> Short exercise: Rewrite the records below as a JSON list of strings, one string per line and blank lines omitted, covering only the lines between the one containing "Note to the class: locate the wispy" and the one containing "<point>518,591</point>", inclusive.

> Material provided:
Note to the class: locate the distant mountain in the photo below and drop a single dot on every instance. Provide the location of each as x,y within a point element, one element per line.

* * *

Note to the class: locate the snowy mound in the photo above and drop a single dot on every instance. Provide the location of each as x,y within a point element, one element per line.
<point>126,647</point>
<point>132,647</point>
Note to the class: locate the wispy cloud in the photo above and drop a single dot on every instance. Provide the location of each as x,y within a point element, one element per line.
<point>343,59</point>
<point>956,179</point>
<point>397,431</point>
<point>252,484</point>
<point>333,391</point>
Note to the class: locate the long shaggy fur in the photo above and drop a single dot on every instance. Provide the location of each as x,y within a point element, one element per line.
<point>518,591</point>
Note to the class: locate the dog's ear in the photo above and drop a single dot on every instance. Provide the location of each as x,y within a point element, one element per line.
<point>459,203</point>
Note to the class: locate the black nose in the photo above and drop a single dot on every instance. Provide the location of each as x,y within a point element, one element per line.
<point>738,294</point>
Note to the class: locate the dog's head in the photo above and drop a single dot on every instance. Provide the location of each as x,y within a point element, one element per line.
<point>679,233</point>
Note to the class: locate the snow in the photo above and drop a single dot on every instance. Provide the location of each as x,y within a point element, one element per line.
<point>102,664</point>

> Output of the task:
[
  "Note to the class: locate the wispy cloud in the photo above and drop a single dot on every instance. Provide the location of each as x,y within a point element, one element per line.",
  "<point>343,59</point>",
  "<point>956,179</point>",
  "<point>397,431</point>",
  "<point>252,484</point>",
  "<point>333,391</point>",
  "Note to the class: locate the long shaggy fur in the photo above and drop a single dot on every instance. Provide the location of each as x,y within a point element, one element per line.",
  "<point>518,591</point>"
]